**Task goal:**
Type out the listing below exactly. Pictures stay out of it.

——

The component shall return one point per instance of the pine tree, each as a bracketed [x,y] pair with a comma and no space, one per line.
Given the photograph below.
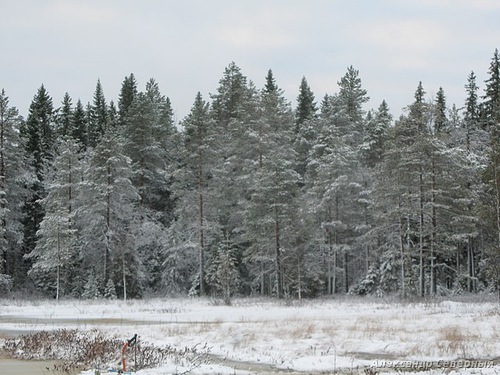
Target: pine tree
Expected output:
[194,182]
[352,95]
[233,140]
[128,93]
[79,130]
[491,99]
[375,135]
[306,107]
[305,125]
[38,135]
[98,116]
[107,217]
[273,192]
[55,250]
[15,175]
[440,119]
[64,117]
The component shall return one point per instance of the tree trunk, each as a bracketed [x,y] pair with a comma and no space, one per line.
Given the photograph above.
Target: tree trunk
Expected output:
[421,280]
[202,229]
[279,270]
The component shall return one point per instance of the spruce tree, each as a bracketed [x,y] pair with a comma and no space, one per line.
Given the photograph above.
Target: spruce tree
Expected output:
[269,214]
[55,251]
[197,158]
[97,116]
[128,93]
[15,176]
[38,134]
[64,117]
[108,218]
[305,125]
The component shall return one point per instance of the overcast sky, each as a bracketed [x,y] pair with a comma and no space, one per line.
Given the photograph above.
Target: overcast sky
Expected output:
[186,44]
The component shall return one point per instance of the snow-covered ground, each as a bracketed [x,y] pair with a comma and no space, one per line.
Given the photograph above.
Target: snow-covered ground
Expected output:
[269,336]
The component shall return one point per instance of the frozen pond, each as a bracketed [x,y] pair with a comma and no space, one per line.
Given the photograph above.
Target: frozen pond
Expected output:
[10,366]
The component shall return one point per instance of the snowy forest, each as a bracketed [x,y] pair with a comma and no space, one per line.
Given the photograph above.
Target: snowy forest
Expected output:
[250,194]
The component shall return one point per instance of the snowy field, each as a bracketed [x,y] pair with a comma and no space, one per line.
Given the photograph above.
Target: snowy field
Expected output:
[251,336]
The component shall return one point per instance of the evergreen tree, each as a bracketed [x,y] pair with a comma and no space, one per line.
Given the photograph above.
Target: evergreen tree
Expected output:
[352,95]
[269,215]
[97,116]
[64,117]
[192,206]
[15,175]
[440,119]
[79,130]
[491,99]
[233,110]
[55,250]
[305,129]
[38,135]
[375,135]
[128,93]
[306,107]
[107,218]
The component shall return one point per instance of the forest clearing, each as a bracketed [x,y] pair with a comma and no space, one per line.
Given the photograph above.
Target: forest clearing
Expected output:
[202,336]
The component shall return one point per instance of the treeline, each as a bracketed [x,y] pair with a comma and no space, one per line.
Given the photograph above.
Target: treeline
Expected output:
[247,195]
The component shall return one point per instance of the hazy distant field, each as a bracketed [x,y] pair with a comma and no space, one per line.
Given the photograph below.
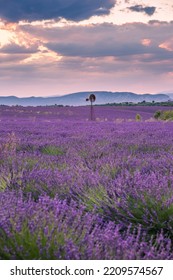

——

**Task output:**
The component shall return one point per instance of the pine tree, each as a bracketed [x,y] pair with a comma and no space, one per line.
Given the photograph below.
Target: pine tree
Expected output:
[194,182]
[352,95]
[233,140]
[128,93]
[79,130]
[491,99]
[375,135]
[306,107]
[305,125]
[38,135]
[98,116]
[107,217]
[273,192]
[55,250]
[15,175]
[440,119]
[64,117]
The component shall return one point per instance of the tree trunk, each as a bracketed [x,y] pair with a comma and no space, one per line.
Given the photograph above.
Target: tree trunk
Expected output:
[421,280]
[202,229]
[279,270]
The component shall return one point per instance of the spruce tree, each as a bracketed [x,y] pair with a comma and no space, one per line.
Given the photograph above.
Target: spruce tree
Expected output:
[269,214]
[55,251]
[197,158]
[97,116]
[128,93]
[15,176]
[38,134]
[64,117]
[108,218]
[305,125]
The component shall return one point per instance of the overcast sky, each as a bracketed [x,y] pair with a comma and no space, one per line.
Given the photograph above.
Target: overcast sky
Expected output:
[186,44]
The component shall return one point per instance of the snow-covered ground, each as a bracketed [x,y] pair with a comma and no space, one per line.
Given the photograph above.
Target: snow-covered ground
Expected output:
[269,336]
The component shall return one point per instance of the frozen pond, each as a bracketed [x,y] pair with a comma and no space, one per line.
Given the photograph above.
Target: frozen pond
Expected output:
[10,366]
The component shall return one point per instance of the snowy forest, each as a bracketed [x,y] pair with a comma and no space, one per line.
Given the photograph above.
Target: snowy forest
Expected output:
[250,194]
The component shall return one point per instance of the snowy field, each as a bracketed [x,y] pair with a comma and no space, one per line.
Given the photograph above.
Target: snowy field
Expected output:
[251,336]
The component shall return one point per instance of the evergreen tree, each as a bracketed [x,y] pair with a comma and no space, one per line.
Given the photograph above.
Target: evergreen tree
Expected output:
[352,95]
[269,215]
[97,116]
[64,117]
[192,206]
[15,175]
[440,119]
[79,130]
[491,99]
[233,110]
[55,250]
[305,129]
[38,135]
[375,135]
[128,93]
[306,107]
[107,218]
The component shall return one point per instance of the forest clearing, each as a bracketed [x,y] pair with a comma and no space, one per line.
Given the photograph above.
Target: forest clearing
Expected output:
[202,336]
The component shall return one point per instance of the treeline, each as a bracketed [x,y] pair with a comma and no space, one per line.
Given the photograph above.
Target: treeline
Expected output:
[247,195]
The component shall return one point per instance of the hazy distant field, each as a bracketed [x,y] pair with a comma and no space, one per line.
Given the photograph below.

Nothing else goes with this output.